Write out all of the entries exactly, please.

[Entries provided]:
=-=-=-=-=
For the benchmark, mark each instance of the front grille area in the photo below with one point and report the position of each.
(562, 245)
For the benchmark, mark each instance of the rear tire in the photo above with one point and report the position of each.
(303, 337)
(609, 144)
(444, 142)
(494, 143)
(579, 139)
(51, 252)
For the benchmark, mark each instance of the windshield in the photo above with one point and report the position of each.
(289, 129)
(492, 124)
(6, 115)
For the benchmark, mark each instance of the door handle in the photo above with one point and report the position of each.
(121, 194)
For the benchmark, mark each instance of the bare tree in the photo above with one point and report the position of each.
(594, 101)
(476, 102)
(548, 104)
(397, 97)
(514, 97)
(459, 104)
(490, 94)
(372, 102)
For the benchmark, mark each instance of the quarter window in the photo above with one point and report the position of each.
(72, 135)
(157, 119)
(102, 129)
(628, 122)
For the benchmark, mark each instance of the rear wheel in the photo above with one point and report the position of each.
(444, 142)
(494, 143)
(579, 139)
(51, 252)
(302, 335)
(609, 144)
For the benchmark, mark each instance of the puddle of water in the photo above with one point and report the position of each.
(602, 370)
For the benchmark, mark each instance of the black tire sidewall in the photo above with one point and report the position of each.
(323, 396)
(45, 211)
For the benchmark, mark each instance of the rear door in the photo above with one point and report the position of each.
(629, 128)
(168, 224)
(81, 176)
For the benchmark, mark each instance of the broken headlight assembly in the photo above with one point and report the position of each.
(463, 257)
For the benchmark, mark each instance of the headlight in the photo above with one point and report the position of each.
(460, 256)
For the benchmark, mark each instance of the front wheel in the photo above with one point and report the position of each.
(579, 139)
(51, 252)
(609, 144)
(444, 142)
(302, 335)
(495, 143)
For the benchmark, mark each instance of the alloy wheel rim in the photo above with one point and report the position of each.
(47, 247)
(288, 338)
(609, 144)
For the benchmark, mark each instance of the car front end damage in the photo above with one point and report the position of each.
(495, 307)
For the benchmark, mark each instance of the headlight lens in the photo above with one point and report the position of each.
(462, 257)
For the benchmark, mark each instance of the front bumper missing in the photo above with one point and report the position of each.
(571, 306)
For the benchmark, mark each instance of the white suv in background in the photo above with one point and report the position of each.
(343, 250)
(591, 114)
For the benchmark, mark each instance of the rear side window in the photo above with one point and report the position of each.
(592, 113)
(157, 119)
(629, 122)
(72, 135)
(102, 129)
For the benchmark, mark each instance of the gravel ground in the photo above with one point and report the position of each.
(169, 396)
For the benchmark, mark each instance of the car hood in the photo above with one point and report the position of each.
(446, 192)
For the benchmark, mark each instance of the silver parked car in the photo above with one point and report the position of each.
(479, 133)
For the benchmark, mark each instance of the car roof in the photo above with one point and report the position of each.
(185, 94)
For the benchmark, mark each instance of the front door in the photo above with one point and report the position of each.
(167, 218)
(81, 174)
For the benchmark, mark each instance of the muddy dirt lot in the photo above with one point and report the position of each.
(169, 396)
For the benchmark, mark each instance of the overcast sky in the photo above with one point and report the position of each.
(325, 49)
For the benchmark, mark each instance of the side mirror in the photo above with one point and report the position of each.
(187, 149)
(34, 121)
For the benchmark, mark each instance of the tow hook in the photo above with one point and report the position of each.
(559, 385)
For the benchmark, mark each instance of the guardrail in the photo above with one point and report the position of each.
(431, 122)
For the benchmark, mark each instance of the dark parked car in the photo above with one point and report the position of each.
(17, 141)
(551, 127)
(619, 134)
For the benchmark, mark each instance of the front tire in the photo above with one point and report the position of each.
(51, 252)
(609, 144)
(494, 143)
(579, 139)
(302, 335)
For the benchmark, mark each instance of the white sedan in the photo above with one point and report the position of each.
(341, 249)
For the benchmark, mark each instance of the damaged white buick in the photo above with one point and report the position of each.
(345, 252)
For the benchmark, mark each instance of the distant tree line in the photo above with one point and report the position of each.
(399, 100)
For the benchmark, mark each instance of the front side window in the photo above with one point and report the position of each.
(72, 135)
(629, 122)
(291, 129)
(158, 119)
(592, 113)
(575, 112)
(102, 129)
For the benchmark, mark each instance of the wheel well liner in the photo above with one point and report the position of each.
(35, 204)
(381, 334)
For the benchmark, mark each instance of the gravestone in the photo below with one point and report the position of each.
=-=-=-=-=
[Exercise output]:
For the benchmark, mark each instance of the front grille area in the photo below with one point and report the position of each.
(562, 245)
For the benchmark, mark each instance of the rear tire in the photo above with one point and report the position of each.
(303, 337)
(609, 144)
(444, 142)
(494, 143)
(579, 139)
(51, 252)
For the benchmark, mark each instance of the windshield in the photo above with one point and report the position of each.
(289, 129)
(492, 124)
(6, 115)
For the benchmark, mark each instance of the door handle in the photo above with one point and report the position of each.
(121, 194)
For the benchmark, mark each instance of the bare tree in the photo above with one point and report the position of each.
(594, 101)
(476, 102)
(548, 104)
(397, 97)
(514, 97)
(459, 104)
(490, 94)
(372, 102)
For the benchmark, mark each instance of the quarter window in the photo above with one point and report the position of each.
(72, 135)
(157, 119)
(102, 129)
(628, 122)
For the benchmark, mark each instance of the rear wheel in the photo above with one point and report the position of each.
(444, 142)
(494, 143)
(579, 139)
(51, 252)
(302, 335)
(609, 144)
For the benchmark, mark each instance of the puddle of water in the photo above with one point and report the position of each.
(602, 370)
For the benchmark, mark each instance of the black tire sidewall in the photo above with one point and report the position of each.
(323, 396)
(45, 211)
For the benchmark, mark each instance of the rear door in the photo above with one point and report the position of each.
(629, 128)
(168, 224)
(81, 176)
For the benchmark, mark each instance of the broken headlight assembly in the photo above with one point and report the position of each.
(463, 257)
For the benchmark, mark each instance of the headlight in the photo above with one point and report the position of each.
(460, 256)
For the benchmark, mark each instance of the front wheel in the photo above with one point and report the position of each.
(579, 139)
(51, 252)
(609, 144)
(444, 142)
(302, 335)
(495, 143)
For the benchmark, mark each instance of the alloy wheel rim in the photo above with one point and report the position of each.
(47, 247)
(288, 338)
(609, 144)
For the benchmark, mark each instance of the car front end damage in the photo above with one point and report the position of each.
(495, 307)
For the benchmark, mark each instance of the headlight lens in the photo above with one point and report the position of each.
(462, 257)
For the benchmark, mark each instance of the front bumper missing in the photo above with one point and report the position of each.
(571, 306)
For the benchmark, mark each instance of the white suv in background in the photo above with one point and report the position of each.
(343, 250)
(591, 114)
For the benchmark, mark each instance of the rear side window in the photo above with one point and report the position of each.
(592, 113)
(157, 119)
(629, 122)
(72, 135)
(102, 129)
For the benchmark, mark each instance of the gravel ground in the photo above with one point and report the position of each.
(169, 396)
For the benchmark, mark each instance of the car hood in the photo above with one point and report the position of each.
(446, 192)
For the benchmark, mark each instance of the silver parked car in the photo above with one point and report the position of each.
(479, 133)
For the benchmark, mark each instance of the car roof in the photo above with one point and report the position of each.
(185, 94)
For the benchmark, mark each instance of the front door in the photo above with one point and report the position of each.
(167, 218)
(81, 174)
For the benchmark, mark each instance of the muddy dirt lot in the photo above with one point and report the position of each.
(169, 396)
For the benchmark, mark each instance of the overcast sky in the photo above with one point and report the position of each.
(325, 49)
For the benchmark, mark each instance of the side mirror in the photo above with one point and report the position of each.
(187, 149)
(34, 121)
For the benchmark, mark each instance of the tow hook in the photo above with one point and report the position of each.
(559, 385)
For the benchmark, mark each instance of the guardrail in the photo above with one point and report the position of each.
(431, 122)
For the benchmark, mark each instance of the dark parked car in the photo above with one point and report the position of each.
(17, 141)
(551, 127)
(619, 134)
For the benchmark, mark each instance of the front tire in the photo above with one point and report the position of each.
(51, 252)
(609, 144)
(494, 143)
(579, 139)
(302, 335)
For the benchmark, mark each instance of the white sedan in the photo above with one point and report the position of each.
(341, 249)
For the benchmark, mark each instance of the damaged white buick in the photo above with one point and report the position of each.
(345, 252)
For the benchmark, mark each instance of the distant tree line in the photo above with one point and report the position of each.
(399, 100)
For the benchmark, mark each instance of the front side window in the photo above with one point and report the position of each.
(72, 135)
(629, 122)
(291, 129)
(158, 119)
(592, 113)
(575, 112)
(102, 129)
For the benchmark, mark each instance of the wheel well liner in the photo above with one point and report the position of each.
(35, 204)
(381, 334)
For the benchmark, mark each instance of the gravestone in the photo below with one point and report the position of each.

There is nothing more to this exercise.